┌────────

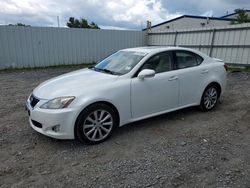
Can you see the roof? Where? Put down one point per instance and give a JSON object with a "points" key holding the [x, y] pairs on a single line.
{"points": [[192, 16], [152, 49], [232, 14]]}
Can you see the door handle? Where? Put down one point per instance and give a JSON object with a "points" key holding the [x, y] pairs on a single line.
{"points": [[173, 78], [204, 71]]}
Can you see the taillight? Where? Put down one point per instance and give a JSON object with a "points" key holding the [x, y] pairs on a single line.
{"points": [[226, 67]]}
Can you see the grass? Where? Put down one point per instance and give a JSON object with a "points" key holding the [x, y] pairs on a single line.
{"points": [[72, 66]]}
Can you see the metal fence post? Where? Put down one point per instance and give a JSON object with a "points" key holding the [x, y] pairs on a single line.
{"points": [[212, 42], [175, 38]]}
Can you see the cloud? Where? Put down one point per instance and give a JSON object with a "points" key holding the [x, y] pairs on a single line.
{"points": [[123, 14]]}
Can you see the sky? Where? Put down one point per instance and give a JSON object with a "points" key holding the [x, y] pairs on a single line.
{"points": [[111, 14]]}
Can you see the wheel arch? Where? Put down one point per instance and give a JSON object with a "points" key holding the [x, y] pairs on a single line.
{"points": [[99, 102], [216, 84]]}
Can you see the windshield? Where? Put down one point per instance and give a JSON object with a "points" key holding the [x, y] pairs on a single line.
{"points": [[120, 62]]}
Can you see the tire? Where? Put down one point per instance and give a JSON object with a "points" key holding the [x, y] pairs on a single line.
{"points": [[209, 98], [96, 123]]}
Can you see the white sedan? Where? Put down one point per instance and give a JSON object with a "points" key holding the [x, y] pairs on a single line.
{"points": [[129, 85]]}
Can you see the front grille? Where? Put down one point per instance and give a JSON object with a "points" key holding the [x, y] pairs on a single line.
{"points": [[37, 124], [33, 100]]}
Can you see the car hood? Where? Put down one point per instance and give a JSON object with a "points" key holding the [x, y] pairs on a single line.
{"points": [[72, 84]]}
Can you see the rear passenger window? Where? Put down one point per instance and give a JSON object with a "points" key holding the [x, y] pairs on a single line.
{"points": [[161, 62], [186, 59]]}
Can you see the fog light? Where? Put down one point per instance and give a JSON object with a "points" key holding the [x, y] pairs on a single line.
{"points": [[56, 128]]}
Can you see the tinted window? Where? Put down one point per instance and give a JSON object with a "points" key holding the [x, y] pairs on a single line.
{"points": [[186, 59], [120, 62], [161, 62]]}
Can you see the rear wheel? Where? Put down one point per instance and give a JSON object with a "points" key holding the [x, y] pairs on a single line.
{"points": [[209, 98], [96, 123]]}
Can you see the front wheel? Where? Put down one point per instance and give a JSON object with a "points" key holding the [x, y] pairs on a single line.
{"points": [[209, 98], [96, 123]]}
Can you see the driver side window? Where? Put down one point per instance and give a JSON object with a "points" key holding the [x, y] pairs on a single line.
{"points": [[161, 62]]}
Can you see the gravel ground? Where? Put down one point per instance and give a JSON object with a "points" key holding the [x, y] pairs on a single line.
{"points": [[186, 148]]}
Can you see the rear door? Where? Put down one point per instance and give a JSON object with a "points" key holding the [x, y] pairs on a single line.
{"points": [[191, 75]]}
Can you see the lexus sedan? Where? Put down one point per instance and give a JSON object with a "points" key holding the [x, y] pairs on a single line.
{"points": [[129, 85]]}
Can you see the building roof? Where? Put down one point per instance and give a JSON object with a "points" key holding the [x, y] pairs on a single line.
{"points": [[192, 16], [232, 14]]}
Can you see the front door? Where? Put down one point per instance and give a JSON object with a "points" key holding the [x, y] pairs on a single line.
{"points": [[158, 93]]}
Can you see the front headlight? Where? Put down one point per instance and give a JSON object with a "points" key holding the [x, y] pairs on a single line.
{"points": [[58, 103]]}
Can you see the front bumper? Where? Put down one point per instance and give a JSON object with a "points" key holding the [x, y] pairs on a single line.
{"points": [[55, 123]]}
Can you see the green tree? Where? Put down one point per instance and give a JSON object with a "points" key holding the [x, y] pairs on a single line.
{"points": [[242, 16], [82, 23]]}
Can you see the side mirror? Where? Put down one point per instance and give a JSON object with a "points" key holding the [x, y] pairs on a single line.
{"points": [[146, 73]]}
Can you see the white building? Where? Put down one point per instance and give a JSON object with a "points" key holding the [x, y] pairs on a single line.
{"points": [[191, 22], [234, 15]]}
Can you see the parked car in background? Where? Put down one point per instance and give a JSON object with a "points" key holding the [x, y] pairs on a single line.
{"points": [[129, 85]]}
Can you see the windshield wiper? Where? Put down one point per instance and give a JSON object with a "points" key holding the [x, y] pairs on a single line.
{"points": [[105, 70]]}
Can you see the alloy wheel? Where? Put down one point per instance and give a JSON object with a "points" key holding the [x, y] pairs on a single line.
{"points": [[210, 98], [98, 125]]}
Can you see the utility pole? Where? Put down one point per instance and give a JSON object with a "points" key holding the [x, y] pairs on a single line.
{"points": [[58, 24]]}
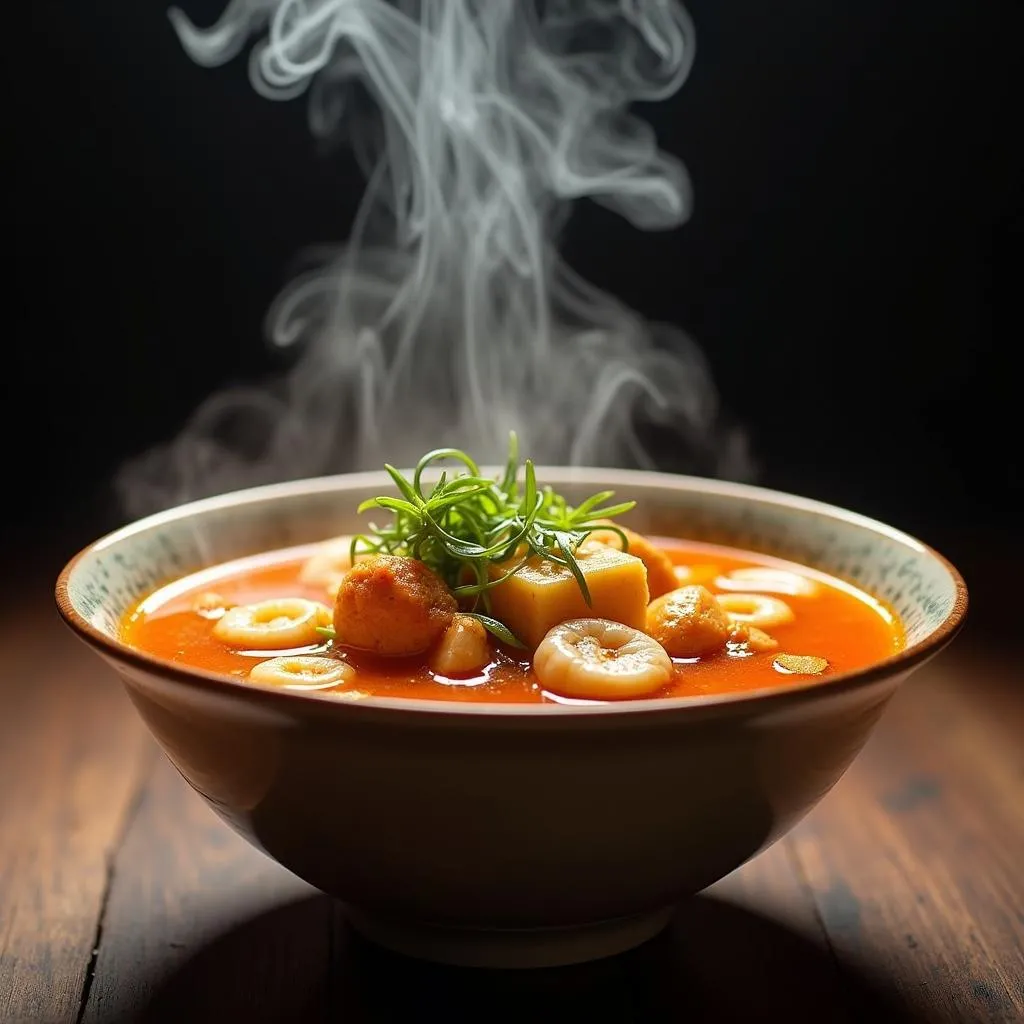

└────────

Reproduce the records above line for line with no changes, omitting the pictures.

● **Result**:
Can you see the roof? Where? Put down one point per instance and give a JSON object with a "points" key holding the [x, y] pairs on a single line.
{"points": [[192, 16], [152, 49], [232, 14]]}
Can you see the door handle? Where? Put down one point per instance and give a JSON object with a "points" key holding the [x, y] pairs on a single line.
{"points": [[173, 78], [204, 71]]}
Can you see the taillight? Where? Put down one point per instance and give a JSON object with a "points" key holding the [x, y] pairs on a single line.
{"points": [[226, 67]]}
Can you see the grass? Where? Put down one point per instance and give a JSON object with a "points" key holding the [x, y] pairs on a single line.
{"points": [[72, 66]]}
Can you see the metal fence post? Where? Put down one point per instance and give a JSON object with a "points" key holding the [x, y] pairs on a single line.
{"points": [[212, 42], [175, 38]]}
Can you see the cloud? Where? Put down one point per instance and give a JSON object with a "points" key holding the [x, y] pairs on a single line.
{"points": [[123, 14]]}
Can you see the sky? Where? Put down one point per instance and give a JSON object with a "points" key holding the [x, y] pairs on a single line.
{"points": [[111, 14]]}
Can you see the wheel arch? Where? Put down one point per instance and give a JSON object with a "points" key holding the [x, y] pairs on a single line.
{"points": [[99, 102], [216, 84]]}
Can you see the windshield? Where? Put down one point per instance and give a JSON object with a "points" key holding the [x, y] pairs on a single line.
{"points": [[120, 62]]}
Can you see the tire? Where? Put down one point per instance and give a JSON object with a "points" key holding the [x, y] pairs on a single line.
{"points": [[209, 98], [96, 123]]}
Can you see the white sedan? Where? Put down one point per instance and give a JSON object with a "points" key holding the [x, y] pairs on a single line.
{"points": [[129, 85]]}
Can you see the front grille? Where? Put down one point per instance and give a JSON object with a "points" key holding the [x, y] pairs on a single line.
{"points": [[37, 124], [33, 100]]}
Can you see the car hood? Where? Put down one point per instance and give a JSON object with a "points" key holding the [x, y] pairs on a single line.
{"points": [[72, 84]]}
Can you see the rear passenger window? Where? Put down one point per instance and give a JSON object with a "points" key holding the [x, y] pairs on a single line.
{"points": [[161, 62], [186, 59]]}
Can you see the fog light? Where? Put down one point per instance and give a JSON object with a "points" key holding the [x, y] pairs on a single line.
{"points": [[56, 128]]}
Can you see the tinted window? Where? Put down one point per instance and give a JSON object with a "points" key holding the [x, y] pairs on a single line.
{"points": [[186, 59], [120, 62], [161, 62]]}
Can you see the rear wheel? Where? Put down one point per instance and give a JSON object with a "points" key holding the [x, y] pairs on a single line.
{"points": [[209, 98], [96, 123]]}
Can you see the front wheel? Where? Put down one point per instance and give a JSON object with a "points" key holding the [x, y] pairs on a single line.
{"points": [[209, 98], [96, 123]]}
Can you see the driver side window? Where? Put down one point per instance and give a JSON object with a "points" key holding the [x, y] pairs on a single line.
{"points": [[161, 62]]}
Can you see the gravel ground? Where? Put down one point per instance and give a JSON object with a "points" key holding the [x, y] pairs on a single line.
{"points": [[186, 148]]}
Can you see the rear door? Where? Put down one point per instance and give a JSON object with a "points" key holding the [x, y] pairs on a single line.
{"points": [[191, 75]]}
Can you see the lexus sedan? Where? Put down one point per instance and give a JSON object with a "points" key holding the [x, y] pairs on a single line.
{"points": [[129, 85]]}
Can you see the building roof? Where? Put down one point per instance and give a JSON object with a "points" key holding the [x, y] pairs on a single line.
{"points": [[192, 16], [232, 14]]}
Can you see the front door? Where? Put down one point per instance and give a JSON object with a "points" key holding the [x, y] pairs on a single line.
{"points": [[158, 93]]}
Can you see the front headlight? Where? Put down one point per instance and give a JSON object with a "points" key holding the [x, y] pairs on a single line.
{"points": [[58, 103]]}
Can you see the front bumper? Where? Put down one point per instance and give a JSON object with a "points" key holding the [x, y] pairs on a single line.
{"points": [[55, 123]]}
Can you see the green tree? Where? Put down one point per instance and give a JSON object with a "points" key holding the [x, y] pairs on a single line.
{"points": [[242, 16], [82, 23]]}
Can you see the side mirror? Where? Put down one point per instance and give a JSON object with a "points" key holding the [x, y] pairs on a single line.
{"points": [[146, 73]]}
Can you see the white building? Where? Put down one point per instance and give a JSON object with a "points" key holding the [x, y] pairs on a single line.
{"points": [[191, 22], [234, 15]]}
Can you see the parked car in background? Where? Put down one point per instance and give a JSON object with a "points" key holding the [x, y] pairs on a single line.
{"points": [[129, 85]]}
Can you see the windshield wiper? Where? Put down one point per instance and give a JSON object with a "points" key holding the [x, y] pairs on a single line.
{"points": [[105, 70]]}
Can you see the alloy wheel? Where? Put down one point per instance and give a JSON object with a "points" key holding the [x, y] pairs on a single line.
{"points": [[210, 98], [98, 125]]}
Can you see the utility pole? Where? Put down one point per instance and give a JSON object with a "points" key holding the [x, y] pairs on a single line.
{"points": [[58, 24]]}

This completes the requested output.